■ Work to complete
In the data that follows, count the lines where "patterned" appears, and write only the number.

Natural-language object grounding data:
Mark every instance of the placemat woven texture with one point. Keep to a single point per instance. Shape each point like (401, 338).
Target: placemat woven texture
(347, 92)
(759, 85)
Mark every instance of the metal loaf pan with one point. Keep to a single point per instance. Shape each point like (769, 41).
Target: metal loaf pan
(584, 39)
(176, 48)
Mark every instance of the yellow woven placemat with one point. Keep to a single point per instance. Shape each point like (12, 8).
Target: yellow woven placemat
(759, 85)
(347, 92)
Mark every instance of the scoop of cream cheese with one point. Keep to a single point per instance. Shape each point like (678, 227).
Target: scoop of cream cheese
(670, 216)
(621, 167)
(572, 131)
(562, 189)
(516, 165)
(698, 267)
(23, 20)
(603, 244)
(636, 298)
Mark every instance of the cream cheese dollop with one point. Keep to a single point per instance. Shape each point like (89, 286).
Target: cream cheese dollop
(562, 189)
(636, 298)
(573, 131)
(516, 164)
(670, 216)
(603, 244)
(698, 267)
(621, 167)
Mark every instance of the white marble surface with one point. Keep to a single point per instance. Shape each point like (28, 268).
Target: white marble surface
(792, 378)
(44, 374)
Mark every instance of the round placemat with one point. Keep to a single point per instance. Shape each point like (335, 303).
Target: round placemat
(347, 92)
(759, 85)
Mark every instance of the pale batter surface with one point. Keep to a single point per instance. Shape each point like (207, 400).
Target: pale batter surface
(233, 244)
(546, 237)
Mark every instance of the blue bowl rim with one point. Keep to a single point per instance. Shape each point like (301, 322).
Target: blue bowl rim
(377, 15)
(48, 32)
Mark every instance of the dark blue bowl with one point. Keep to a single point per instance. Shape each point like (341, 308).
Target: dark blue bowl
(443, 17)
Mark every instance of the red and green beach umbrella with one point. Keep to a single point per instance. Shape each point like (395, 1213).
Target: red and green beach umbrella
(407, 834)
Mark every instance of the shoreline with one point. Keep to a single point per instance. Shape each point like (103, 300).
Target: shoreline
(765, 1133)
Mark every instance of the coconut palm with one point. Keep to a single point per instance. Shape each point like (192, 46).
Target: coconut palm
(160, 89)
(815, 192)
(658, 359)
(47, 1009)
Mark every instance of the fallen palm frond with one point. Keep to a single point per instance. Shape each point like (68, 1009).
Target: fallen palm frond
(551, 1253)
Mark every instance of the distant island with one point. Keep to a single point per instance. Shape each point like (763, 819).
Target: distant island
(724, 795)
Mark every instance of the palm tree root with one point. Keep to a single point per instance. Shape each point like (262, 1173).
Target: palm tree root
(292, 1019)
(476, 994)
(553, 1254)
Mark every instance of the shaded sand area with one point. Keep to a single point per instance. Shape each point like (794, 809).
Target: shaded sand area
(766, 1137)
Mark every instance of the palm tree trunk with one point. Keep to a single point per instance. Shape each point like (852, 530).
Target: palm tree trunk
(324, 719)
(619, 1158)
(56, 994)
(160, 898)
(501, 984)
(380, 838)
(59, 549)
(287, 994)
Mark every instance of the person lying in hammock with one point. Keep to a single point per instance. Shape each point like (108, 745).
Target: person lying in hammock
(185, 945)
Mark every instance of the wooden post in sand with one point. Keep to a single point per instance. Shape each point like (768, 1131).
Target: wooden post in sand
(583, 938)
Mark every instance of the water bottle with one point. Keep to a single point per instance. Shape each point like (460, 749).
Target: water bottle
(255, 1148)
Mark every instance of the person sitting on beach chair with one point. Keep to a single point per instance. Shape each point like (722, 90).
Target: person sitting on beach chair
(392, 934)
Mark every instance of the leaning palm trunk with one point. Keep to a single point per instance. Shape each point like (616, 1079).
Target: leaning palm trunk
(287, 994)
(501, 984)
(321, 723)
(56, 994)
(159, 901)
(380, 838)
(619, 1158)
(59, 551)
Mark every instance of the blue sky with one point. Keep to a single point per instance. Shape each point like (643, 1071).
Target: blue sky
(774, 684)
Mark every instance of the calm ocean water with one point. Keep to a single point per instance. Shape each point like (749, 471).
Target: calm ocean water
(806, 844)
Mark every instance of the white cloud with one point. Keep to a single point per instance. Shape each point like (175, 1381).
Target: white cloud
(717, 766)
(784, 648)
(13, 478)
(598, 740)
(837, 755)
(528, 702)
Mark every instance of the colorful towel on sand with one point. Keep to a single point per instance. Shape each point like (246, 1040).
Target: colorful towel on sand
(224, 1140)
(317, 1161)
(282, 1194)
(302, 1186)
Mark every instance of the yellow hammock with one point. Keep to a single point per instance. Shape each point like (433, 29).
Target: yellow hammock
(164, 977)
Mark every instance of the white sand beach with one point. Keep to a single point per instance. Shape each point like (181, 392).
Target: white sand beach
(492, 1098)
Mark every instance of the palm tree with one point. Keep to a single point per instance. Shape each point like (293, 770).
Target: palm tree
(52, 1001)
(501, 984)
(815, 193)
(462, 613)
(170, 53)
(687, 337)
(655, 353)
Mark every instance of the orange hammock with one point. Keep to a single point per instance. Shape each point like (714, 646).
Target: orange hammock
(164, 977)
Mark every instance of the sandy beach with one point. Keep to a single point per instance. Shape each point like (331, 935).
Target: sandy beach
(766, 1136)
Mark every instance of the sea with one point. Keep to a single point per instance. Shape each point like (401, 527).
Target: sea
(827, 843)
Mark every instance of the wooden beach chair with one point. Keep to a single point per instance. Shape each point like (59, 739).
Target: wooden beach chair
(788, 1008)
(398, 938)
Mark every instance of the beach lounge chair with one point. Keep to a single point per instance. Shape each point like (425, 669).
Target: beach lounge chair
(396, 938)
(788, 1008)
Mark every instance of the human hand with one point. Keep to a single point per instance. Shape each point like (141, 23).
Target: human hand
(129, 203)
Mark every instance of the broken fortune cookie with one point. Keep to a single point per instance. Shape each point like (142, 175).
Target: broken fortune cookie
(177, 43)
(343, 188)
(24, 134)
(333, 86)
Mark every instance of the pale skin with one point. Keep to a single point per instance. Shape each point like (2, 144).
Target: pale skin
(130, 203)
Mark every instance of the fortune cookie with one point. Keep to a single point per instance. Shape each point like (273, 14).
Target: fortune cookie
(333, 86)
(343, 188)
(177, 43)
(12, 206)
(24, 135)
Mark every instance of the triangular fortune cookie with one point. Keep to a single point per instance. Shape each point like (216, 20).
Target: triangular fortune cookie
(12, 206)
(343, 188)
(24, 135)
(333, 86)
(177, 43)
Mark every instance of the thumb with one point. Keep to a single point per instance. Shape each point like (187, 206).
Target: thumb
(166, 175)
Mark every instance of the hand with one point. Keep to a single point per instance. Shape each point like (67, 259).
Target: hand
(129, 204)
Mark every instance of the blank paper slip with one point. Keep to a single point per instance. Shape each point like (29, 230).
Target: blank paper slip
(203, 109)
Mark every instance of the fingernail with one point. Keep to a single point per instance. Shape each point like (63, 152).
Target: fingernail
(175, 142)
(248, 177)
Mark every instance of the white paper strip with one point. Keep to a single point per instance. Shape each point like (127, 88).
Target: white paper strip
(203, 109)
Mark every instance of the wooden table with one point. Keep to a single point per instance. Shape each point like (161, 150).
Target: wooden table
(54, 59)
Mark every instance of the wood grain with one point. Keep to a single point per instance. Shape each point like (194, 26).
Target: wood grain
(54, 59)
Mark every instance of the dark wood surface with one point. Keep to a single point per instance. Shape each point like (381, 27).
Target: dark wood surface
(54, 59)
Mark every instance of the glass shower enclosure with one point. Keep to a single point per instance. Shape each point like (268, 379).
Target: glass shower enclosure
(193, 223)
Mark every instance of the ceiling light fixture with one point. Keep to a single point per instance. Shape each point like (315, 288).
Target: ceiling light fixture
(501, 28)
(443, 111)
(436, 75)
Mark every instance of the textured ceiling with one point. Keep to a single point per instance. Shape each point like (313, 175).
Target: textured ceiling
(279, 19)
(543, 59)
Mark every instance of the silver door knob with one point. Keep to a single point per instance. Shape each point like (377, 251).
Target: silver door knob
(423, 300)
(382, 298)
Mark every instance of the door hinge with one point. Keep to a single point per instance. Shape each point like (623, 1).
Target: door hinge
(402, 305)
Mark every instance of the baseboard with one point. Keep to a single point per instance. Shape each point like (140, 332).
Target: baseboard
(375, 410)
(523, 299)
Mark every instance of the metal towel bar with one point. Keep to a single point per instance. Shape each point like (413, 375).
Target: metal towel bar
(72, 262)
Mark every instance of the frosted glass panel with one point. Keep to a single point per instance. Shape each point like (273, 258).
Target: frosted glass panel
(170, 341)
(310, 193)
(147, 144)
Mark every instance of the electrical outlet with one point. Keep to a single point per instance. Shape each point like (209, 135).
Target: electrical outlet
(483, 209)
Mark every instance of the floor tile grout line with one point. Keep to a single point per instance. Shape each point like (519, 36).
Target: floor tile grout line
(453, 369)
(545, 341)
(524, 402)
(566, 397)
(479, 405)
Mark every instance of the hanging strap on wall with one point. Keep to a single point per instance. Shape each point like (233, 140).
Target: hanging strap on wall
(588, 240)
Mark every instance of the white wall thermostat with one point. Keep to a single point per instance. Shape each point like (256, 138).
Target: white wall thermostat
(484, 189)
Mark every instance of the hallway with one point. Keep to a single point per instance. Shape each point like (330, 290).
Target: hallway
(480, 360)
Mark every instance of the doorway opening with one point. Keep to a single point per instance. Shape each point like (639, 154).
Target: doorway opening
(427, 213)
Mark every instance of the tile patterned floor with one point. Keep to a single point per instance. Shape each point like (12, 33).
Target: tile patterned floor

■ Reply
2